◆ Aim 1:
Reproduce the pumpkin recipe below in full, word for word.

◆ Selected text:
◆ ◆ ◆

• Cooking Time

    60 minutes

  • Servings

    2 servings

Ingredients

  • 160 g Egg tagliatelle
  • 200 g Peeled pumpkin
  • 20 Red radish leaves
  • 1 Shallot
  • 300 ml Vegetable broth
  • Organic Extra Virgin Olive Oil
  • Salt and nutmeg, to taste
  • Grated Parmigiano Reggiano
  • Balsamic Vinegar of Modena

Instructions

Prepare the Pumpkin:
1. Chop the shallot and sauté it with Organic Extra Virgin Olive Oil in a pan.
2. Cut the pumpkin into cubes and add it to the pan with the shallot.
3. Add a pinch of nutmeg and a ladle of vegetable broth (or boiling salted water).
4. Cook the pumpkin slowly, keeping it moist. After about 20 minutes the pumpkin will be cooked.
5. Transfer it to a blender and blend until smooth, adding more broth or salted water if necessary.

◆ ◆ ◆

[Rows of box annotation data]
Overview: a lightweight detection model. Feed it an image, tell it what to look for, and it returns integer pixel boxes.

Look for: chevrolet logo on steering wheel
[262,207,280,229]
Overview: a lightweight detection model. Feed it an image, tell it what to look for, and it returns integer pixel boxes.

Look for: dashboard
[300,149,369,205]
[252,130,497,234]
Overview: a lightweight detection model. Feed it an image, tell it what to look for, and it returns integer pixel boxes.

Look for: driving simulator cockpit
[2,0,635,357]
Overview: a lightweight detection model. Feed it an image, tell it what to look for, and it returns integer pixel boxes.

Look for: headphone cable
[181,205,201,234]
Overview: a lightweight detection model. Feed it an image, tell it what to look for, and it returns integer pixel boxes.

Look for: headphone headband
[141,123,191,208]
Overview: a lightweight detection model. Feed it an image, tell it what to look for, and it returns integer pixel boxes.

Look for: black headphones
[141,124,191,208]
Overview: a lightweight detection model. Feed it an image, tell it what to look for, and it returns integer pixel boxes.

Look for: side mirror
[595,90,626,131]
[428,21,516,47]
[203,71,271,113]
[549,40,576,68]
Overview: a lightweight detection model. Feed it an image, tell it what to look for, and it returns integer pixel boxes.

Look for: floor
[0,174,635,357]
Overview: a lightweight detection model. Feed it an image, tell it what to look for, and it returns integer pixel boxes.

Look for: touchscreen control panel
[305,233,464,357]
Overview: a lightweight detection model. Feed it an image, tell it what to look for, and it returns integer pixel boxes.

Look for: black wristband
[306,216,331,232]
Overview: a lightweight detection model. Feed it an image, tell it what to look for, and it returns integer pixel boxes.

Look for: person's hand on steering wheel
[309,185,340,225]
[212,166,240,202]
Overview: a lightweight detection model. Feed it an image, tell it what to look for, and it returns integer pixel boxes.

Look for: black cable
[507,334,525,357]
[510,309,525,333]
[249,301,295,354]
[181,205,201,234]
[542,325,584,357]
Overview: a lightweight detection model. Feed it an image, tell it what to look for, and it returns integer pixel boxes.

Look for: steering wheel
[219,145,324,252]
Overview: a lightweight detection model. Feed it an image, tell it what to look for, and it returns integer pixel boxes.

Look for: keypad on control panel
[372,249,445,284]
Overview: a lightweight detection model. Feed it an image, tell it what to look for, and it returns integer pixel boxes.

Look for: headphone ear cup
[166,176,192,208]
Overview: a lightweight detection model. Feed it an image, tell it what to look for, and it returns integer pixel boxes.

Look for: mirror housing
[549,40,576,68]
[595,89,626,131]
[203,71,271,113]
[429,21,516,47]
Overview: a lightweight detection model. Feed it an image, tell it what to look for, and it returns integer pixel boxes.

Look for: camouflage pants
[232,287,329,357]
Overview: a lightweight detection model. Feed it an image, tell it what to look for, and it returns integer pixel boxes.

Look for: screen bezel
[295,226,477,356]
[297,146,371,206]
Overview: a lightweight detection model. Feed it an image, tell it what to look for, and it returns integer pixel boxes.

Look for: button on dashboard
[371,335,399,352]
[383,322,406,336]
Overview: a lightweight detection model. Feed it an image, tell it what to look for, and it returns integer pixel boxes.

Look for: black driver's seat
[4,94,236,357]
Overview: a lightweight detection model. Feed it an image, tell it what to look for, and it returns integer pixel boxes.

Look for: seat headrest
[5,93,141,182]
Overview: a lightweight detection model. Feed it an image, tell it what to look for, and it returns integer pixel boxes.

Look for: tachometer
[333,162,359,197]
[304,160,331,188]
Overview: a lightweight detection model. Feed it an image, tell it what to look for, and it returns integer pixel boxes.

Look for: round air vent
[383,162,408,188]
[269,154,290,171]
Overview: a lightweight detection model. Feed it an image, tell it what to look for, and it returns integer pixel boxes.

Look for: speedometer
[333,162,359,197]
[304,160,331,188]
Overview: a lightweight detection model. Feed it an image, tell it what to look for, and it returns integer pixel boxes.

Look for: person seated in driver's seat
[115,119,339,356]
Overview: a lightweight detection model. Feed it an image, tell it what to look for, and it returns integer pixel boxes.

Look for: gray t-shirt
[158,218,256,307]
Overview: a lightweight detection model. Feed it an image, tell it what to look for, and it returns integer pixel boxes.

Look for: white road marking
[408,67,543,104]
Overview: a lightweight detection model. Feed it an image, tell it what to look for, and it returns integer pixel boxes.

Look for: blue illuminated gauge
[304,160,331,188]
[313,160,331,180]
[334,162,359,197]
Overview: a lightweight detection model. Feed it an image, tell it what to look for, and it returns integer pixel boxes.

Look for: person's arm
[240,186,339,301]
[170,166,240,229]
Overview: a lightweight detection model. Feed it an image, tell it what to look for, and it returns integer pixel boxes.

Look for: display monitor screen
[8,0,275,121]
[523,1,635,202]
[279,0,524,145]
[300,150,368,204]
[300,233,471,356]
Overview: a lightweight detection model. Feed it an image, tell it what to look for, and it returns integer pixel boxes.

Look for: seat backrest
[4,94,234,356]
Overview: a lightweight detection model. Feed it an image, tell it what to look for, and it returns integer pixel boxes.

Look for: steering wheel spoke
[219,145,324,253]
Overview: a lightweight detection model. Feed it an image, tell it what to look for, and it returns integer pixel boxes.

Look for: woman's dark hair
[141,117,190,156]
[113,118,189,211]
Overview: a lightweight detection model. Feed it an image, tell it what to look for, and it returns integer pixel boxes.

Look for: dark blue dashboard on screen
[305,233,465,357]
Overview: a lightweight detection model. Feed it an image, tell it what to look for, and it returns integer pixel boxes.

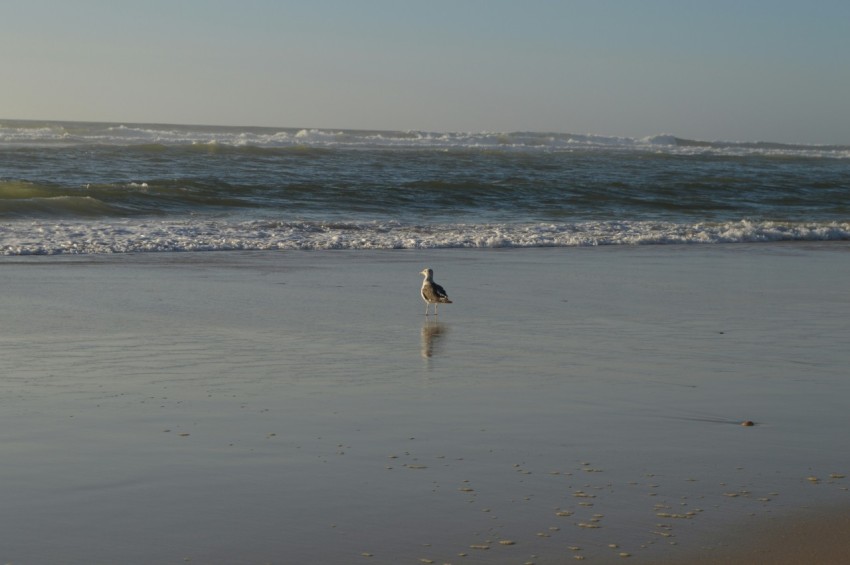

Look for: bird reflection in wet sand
[422,321,449,359]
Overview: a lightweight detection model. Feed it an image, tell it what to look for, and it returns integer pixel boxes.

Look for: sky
[0,0,850,145]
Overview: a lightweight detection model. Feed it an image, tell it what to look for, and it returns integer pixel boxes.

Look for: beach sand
[0,243,850,564]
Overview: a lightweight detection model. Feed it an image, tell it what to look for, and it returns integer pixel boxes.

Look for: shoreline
[0,243,850,564]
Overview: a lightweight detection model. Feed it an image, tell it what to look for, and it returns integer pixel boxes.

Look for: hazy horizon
[0,0,850,145]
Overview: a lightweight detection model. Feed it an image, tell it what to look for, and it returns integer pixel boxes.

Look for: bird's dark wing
[431,283,449,299]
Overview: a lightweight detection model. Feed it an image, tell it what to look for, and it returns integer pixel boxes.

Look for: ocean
[0,120,850,255]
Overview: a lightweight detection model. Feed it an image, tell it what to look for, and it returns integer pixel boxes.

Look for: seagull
[419,269,452,316]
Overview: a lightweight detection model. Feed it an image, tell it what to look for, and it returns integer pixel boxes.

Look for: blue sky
[0,0,850,144]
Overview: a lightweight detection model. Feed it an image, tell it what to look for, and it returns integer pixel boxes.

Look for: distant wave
[0,120,850,159]
[0,220,850,255]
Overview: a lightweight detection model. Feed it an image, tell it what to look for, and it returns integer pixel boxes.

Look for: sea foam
[0,220,850,255]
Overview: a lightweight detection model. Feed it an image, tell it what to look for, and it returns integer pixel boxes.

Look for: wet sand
[0,244,850,564]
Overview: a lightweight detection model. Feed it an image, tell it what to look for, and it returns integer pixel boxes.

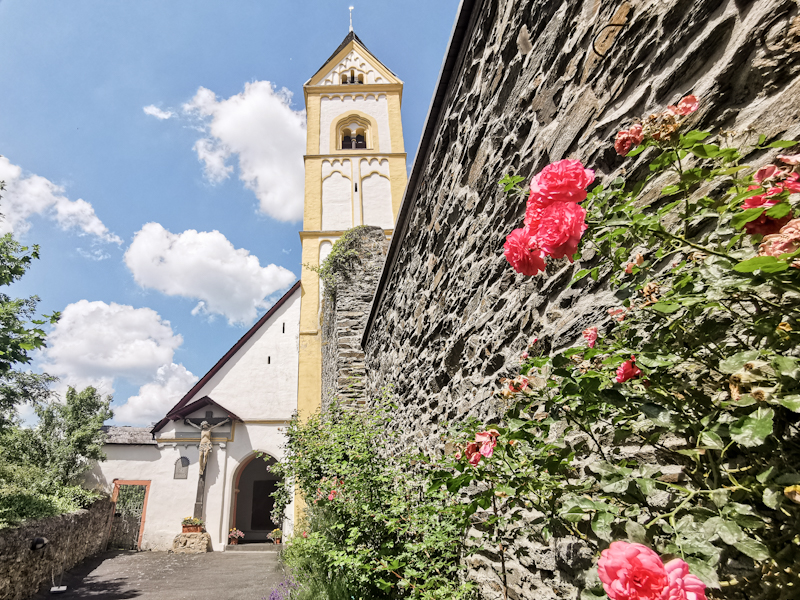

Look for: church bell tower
[297,26,407,418]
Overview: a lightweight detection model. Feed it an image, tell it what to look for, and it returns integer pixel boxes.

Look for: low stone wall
[0,499,111,600]
[322,227,389,408]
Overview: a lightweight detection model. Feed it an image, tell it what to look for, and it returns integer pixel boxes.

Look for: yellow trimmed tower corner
[297,30,407,426]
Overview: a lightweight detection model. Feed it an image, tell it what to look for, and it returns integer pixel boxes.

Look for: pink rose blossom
[510,375,528,394]
[678,94,700,115]
[536,202,586,262]
[480,439,497,458]
[758,219,800,268]
[608,308,626,323]
[778,173,800,194]
[665,95,700,117]
[753,165,782,183]
[617,355,642,383]
[464,442,481,467]
[503,227,545,277]
[583,327,597,348]
[741,182,792,235]
[597,542,668,600]
[661,558,706,600]
[614,123,644,156]
[528,158,594,207]
[475,428,500,458]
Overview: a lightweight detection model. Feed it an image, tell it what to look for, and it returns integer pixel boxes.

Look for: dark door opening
[234,458,281,544]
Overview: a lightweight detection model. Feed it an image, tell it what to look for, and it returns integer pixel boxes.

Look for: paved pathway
[32,552,285,600]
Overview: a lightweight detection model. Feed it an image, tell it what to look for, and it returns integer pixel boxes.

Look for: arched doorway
[233,454,281,544]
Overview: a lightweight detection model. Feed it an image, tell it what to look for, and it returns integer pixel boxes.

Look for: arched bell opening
[231,453,282,544]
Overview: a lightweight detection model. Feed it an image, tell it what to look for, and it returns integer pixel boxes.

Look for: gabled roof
[169,396,241,421]
[100,425,156,446]
[361,0,484,348]
[305,31,399,85]
[320,31,372,72]
[151,281,300,434]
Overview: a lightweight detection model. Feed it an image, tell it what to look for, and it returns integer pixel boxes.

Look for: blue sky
[0,0,458,424]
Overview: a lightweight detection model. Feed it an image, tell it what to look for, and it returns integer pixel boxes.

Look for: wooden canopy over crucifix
[169,396,241,519]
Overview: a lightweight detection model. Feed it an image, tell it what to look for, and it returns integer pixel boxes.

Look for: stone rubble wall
[364,0,800,600]
[322,227,389,408]
[0,499,112,600]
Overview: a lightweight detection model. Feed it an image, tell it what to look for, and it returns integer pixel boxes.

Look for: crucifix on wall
[183,411,230,519]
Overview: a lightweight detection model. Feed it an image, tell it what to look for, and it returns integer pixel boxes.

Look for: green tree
[3,387,114,492]
[0,182,59,432]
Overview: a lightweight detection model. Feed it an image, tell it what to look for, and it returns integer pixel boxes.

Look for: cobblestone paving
[32,552,285,600]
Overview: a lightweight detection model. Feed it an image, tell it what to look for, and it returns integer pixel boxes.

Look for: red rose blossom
[614,123,644,156]
[597,542,669,600]
[536,202,586,262]
[758,219,800,268]
[660,558,706,600]
[528,158,594,206]
[740,182,792,235]
[617,355,642,383]
[583,327,597,348]
[503,227,545,277]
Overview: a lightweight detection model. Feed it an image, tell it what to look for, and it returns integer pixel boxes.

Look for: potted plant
[268,528,283,544]
[181,517,204,533]
[228,527,244,546]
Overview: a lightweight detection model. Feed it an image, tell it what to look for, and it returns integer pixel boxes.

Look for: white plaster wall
[177,290,300,420]
[322,173,353,231]
[319,92,392,154]
[85,444,198,550]
[359,159,394,229]
[85,423,294,550]
[321,50,386,85]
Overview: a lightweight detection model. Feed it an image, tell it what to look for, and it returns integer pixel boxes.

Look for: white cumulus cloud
[142,104,175,121]
[41,300,197,425]
[0,156,122,244]
[183,81,306,221]
[114,363,197,425]
[125,223,295,324]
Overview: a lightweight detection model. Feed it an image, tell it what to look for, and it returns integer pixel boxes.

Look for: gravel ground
[32,552,285,600]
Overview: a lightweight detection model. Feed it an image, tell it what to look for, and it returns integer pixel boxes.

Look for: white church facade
[87,283,300,550]
[86,29,406,551]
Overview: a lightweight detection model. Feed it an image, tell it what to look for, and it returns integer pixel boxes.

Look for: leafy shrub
[437,101,800,599]
[0,485,100,529]
[271,404,470,600]
[303,225,370,297]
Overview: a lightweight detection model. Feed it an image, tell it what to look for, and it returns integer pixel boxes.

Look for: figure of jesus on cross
[186,419,230,475]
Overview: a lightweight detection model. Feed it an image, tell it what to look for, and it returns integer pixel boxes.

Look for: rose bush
[436,96,800,600]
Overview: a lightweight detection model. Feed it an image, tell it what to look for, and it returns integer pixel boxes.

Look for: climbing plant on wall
[435,96,800,600]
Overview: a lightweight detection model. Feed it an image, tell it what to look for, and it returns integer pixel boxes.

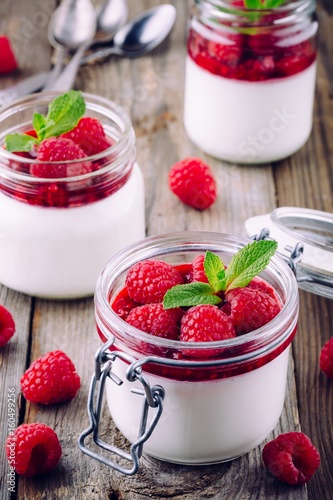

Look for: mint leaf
[42,90,86,139]
[32,113,46,140]
[163,281,222,309]
[6,90,86,152]
[244,0,286,10]
[226,240,278,290]
[244,0,263,10]
[264,0,286,9]
[5,134,38,153]
[204,250,225,292]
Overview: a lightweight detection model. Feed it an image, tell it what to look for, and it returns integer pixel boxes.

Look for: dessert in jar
[0,91,145,298]
[79,232,298,473]
[184,0,318,163]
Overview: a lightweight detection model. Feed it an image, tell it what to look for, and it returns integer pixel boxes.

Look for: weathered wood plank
[0,0,333,500]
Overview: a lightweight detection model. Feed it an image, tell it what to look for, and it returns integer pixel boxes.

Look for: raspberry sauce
[187,29,316,81]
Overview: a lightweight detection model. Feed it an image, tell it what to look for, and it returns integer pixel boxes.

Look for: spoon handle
[47,41,91,91]
[80,47,116,65]
[42,47,67,90]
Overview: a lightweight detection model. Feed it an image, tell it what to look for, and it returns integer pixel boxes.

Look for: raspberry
[169,158,217,210]
[0,305,15,347]
[0,36,17,75]
[319,337,333,378]
[125,260,183,304]
[126,303,183,340]
[192,255,208,283]
[30,137,92,179]
[6,423,61,477]
[262,432,320,484]
[21,351,80,405]
[61,116,111,156]
[112,287,140,320]
[222,287,282,334]
[180,304,236,342]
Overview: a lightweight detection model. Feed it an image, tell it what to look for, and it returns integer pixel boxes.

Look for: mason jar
[0,92,145,299]
[184,0,318,164]
[79,231,298,474]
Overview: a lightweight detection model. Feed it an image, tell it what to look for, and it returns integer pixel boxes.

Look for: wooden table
[0,0,333,500]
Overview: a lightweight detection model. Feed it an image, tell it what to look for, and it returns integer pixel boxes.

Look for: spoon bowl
[43,0,127,91]
[81,4,176,64]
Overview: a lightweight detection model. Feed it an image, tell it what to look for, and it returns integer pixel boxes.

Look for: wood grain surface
[0,0,333,500]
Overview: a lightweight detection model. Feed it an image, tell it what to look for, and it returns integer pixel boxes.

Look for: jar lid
[245,207,333,298]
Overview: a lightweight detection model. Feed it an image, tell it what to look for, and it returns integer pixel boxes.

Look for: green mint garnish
[244,0,286,10]
[6,90,86,152]
[163,240,278,309]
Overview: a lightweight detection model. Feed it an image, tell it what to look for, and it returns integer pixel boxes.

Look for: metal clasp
[251,228,333,296]
[78,338,165,476]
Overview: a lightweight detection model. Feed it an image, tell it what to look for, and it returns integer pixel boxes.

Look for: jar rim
[194,0,316,27]
[95,231,298,363]
[0,91,135,184]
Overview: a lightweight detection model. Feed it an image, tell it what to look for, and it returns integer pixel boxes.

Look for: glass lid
[245,207,333,298]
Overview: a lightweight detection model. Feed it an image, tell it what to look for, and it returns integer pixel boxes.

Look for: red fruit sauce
[187,24,317,82]
[100,263,297,381]
[0,131,131,208]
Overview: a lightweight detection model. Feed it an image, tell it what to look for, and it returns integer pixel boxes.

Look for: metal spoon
[43,0,128,90]
[80,4,176,64]
[0,4,176,105]
[44,0,96,90]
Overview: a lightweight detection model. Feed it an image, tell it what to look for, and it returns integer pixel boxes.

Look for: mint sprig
[244,0,286,10]
[5,90,86,153]
[163,240,278,309]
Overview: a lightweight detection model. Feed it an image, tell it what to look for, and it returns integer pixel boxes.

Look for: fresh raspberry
[61,116,111,156]
[319,337,333,378]
[21,351,80,405]
[112,287,140,320]
[126,303,183,340]
[180,304,236,342]
[262,432,320,484]
[222,287,282,334]
[125,260,183,304]
[174,263,193,283]
[6,423,61,477]
[30,137,93,179]
[246,276,280,302]
[169,158,217,210]
[0,305,15,347]
[0,36,17,75]
[192,255,208,283]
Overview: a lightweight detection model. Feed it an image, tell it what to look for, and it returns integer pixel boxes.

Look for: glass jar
[184,0,318,163]
[0,92,145,299]
[80,231,298,474]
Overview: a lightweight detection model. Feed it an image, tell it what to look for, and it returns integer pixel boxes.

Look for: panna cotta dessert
[184,0,318,163]
[80,232,298,473]
[0,91,145,299]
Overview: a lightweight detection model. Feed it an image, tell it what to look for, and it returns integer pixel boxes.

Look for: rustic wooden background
[0,0,333,500]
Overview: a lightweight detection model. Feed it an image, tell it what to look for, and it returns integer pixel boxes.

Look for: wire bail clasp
[78,338,165,476]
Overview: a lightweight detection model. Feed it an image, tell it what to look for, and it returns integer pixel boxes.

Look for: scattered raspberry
[0,36,17,75]
[319,337,333,378]
[262,432,320,484]
[180,304,236,342]
[30,137,93,179]
[125,260,183,304]
[169,158,217,210]
[222,287,282,334]
[6,423,61,477]
[126,303,183,340]
[0,305,15,347]
[192,255,208,283]
[61,116,111,156]
[21,351,80,405]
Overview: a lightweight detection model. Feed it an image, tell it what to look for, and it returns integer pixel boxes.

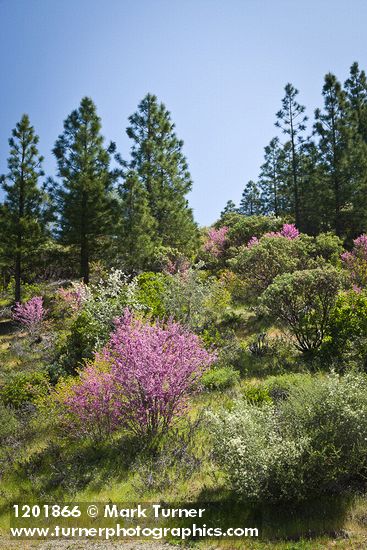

◆ ◆ ◆

◆ Aim 2:
Return every line of the records above that contains the string "wheel", matching case.

◆ Full response 1:
• Cooking Time

    60 minutes

  • Servings

    2 servings

Ingredients

  • 160 g Egg tagliatelle
  • 200 g Peeled pumpkin
  • 20 Red radish leaves
  • 1 Shallot
  • 300 ml Vegetable broth
  • Organic Extra Virgin Olive Oil
  • Salt and nutmeg, to taste
  • Grated Parmigiano Reggiano
  • Balsamic Vinegar of Modena

Instructions

Prepare the Pumpkin:
1. Chop the shallot and sauté it with Organic Extra Virgin Olive Oil in a pan.
2. Cut the pumpkin into cubes and add it to the pan with the shallot.
3. Add a pinch of nutmeg and a ladle of vegetable broth (or boiling salted water).
4. Cook the pumpkin slowly, keeping it moist. After about 20 minutes the pumpkin will be cooked.
5. Transfer it to a blender and blend until smooth, adding more broth or salted water if necessary.

◆ Full response 2:
Look for: chevrolet logo on steering wheel
Look for: person's hand on steering wheel
Look for: steering wheel
Look for: steering wheel spoke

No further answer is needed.